= DATASET EXCERPTS =
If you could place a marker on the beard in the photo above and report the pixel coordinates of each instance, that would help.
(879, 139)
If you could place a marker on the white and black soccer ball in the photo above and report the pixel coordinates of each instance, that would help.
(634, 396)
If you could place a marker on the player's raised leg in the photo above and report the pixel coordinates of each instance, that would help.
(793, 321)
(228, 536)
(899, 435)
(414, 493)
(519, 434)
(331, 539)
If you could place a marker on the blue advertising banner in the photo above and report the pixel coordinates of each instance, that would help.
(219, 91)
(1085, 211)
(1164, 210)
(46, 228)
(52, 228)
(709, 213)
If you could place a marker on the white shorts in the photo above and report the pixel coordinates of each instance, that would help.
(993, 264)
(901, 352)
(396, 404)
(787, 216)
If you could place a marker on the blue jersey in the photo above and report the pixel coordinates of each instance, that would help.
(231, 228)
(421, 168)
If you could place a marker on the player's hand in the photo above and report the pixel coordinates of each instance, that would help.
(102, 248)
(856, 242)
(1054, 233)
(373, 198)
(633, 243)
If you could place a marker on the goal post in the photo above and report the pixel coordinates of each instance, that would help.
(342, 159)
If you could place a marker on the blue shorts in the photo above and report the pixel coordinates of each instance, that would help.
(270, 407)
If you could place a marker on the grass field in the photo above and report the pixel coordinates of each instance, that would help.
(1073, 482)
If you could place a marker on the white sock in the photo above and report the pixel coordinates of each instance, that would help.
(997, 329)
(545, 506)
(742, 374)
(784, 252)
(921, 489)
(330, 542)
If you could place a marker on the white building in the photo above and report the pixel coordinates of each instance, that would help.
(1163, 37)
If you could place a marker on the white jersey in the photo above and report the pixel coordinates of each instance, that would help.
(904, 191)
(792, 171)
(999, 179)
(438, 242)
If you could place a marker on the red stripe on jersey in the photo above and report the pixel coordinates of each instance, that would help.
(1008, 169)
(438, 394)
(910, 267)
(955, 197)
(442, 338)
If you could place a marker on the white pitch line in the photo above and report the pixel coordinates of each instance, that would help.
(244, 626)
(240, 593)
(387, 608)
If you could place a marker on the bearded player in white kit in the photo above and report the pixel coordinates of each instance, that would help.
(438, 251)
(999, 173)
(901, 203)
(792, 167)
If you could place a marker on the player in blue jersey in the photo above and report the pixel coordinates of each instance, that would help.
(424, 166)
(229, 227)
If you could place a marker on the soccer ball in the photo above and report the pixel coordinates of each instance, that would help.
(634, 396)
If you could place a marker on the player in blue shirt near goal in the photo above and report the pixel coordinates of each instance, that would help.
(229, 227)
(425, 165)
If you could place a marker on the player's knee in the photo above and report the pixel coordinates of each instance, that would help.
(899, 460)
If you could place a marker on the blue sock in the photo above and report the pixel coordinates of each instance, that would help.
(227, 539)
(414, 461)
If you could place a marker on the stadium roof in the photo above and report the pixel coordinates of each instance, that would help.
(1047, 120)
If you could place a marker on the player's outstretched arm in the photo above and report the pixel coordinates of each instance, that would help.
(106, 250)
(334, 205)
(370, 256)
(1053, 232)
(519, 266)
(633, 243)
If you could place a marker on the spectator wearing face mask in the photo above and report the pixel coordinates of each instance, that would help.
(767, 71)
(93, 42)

= DIRECTIONS =
Give the data above as a two-column CSV with the headers text and points. Make one row for each "If you could place a marker" sentence, with that sentence under text and all of its coordinate pairs under points, each field in double quotes and line breaks turned into spaces.

= ANSWER FOR THIS EXERCISE =
text,points
"If you could place a marker on the beard in the photo above and report the pixel coordinates of each instance, that would help.","(879, 139)"
"If you could place a marker on the white and black soccer ball in the photo above and report the pixel coordinates of each instance, that would help.","(634, 396)"
"If you could place a marker on the player's raised leg in the photo above and report the pixel coordinates of each instance, that would help.","(793, 321) (228, 536) (899, 435) (414, 493) (519, 434) (331, 539)"
"If you could place a marker on the blue advertising banner in the photo above and report the pixel coordinates of each instance, that would help.","(219, 91) (1085, 211) (1164, 210) (46, 228) (52, 228) (709, 213)"
"If you could place a marker on the white shorts in the photo above and report the pixel coordinates of each instance, that would help.","(993, 264) (901, 352) (396, 404) (787, 216)"
"If you could place a marker on the blue jersey in the photo above and report the pixel coordinates of each instance, that would help.","(231, 228) (421, 168)"
"If you could place a marker on the player's hand in the photo above and report the pixel coordinates of each instance, that would help.","(102, 248) (856, 242) (1054, 233) (373, 198) (633, 243)"
"If you could place a marker on the goal post in the photo above and report the pixel coordinates of each instance, that would help.","(342, 159)"
"If you could place a marker on the blue shorts in the photo above and report the pixel coordinates of each instance, that would help.","(270, 407)"
"If you could place a marker on the grass field in the photo above and report the pixel coordinates of each instance, that would help.","(1073, 482)"
"If you could place a marker on the white sock in the photo above and report the pixel coordinates of each instance, that would help.","(997, 329) (545, 506) (742, 374) (784, 252) (921, 489) (330, 542)"
"If you could place a marker on the white building in the photo above and report the pixel coordinates of each instance, that would help.","(1163, 37)"
"If you could place a marker on the white jersey in the photo above and report the pixel coordinates of each instance, that would help.","(904, 191) (792, 171) (999, 179) (438, 242)"
"If you could place a marker on the red stripe on jersey in the photo above and report the pixel coordinates of each instance, that would help.","(1008, 169) (438, 394) (910, 267) (955, 197) (442, 338)"
"If you could place a marker on the white pitch line in the photo above and report the pixel coordinates of each instance, that would help.","(244, 626) (240, 593) (387, 608)"
"If you could place a marker on the bearded player in white kit in the photo above and report the pixel coordinates of each instance, that would help.","(438, 251) (999, 173) (901, 203) (792, 167)"
"If you could place a marker on the player in blue jersey in the photo above and report the pixel coordinates of each instance, that would help.","(424, 166) (229, 227)"
"If you could place a marker on the soccer ball in the photo above and report the pixel coordinates of each instance, that would help.","(634, 396)"
"If you could place a marker on the player in blue shirt near goal in the photo above and report the pixel coordinates of each instance, that would help.","(229, 227) (425, 165)"
"If you could place a marker on the player's knee in the photo above and report the pixel coordinates of each instance, that would help.","(899, 460)"
"If you could place a marker on the blue sock in the photo above and report the pixel coordinates of each instance, that would help.","(227, 539) (414, 461)"
"If you could place a marker on the stadium roof in the photo above and report the pixel coordinates of each instance, that would help.","(1047, 120)"
"If you could place a marker on the player's outstretched arm in the photo above and report the pixel coordinates of each instance, that would help.","(106, 250) (334, 205) (370, 256) (1053, 232) (519, 266) (633, 243)"
"If you could place a marker on the spectator wearing face mask in the photo above and report the pixel coordinates of each instance, that would help.","(767, 71) (93, 42)"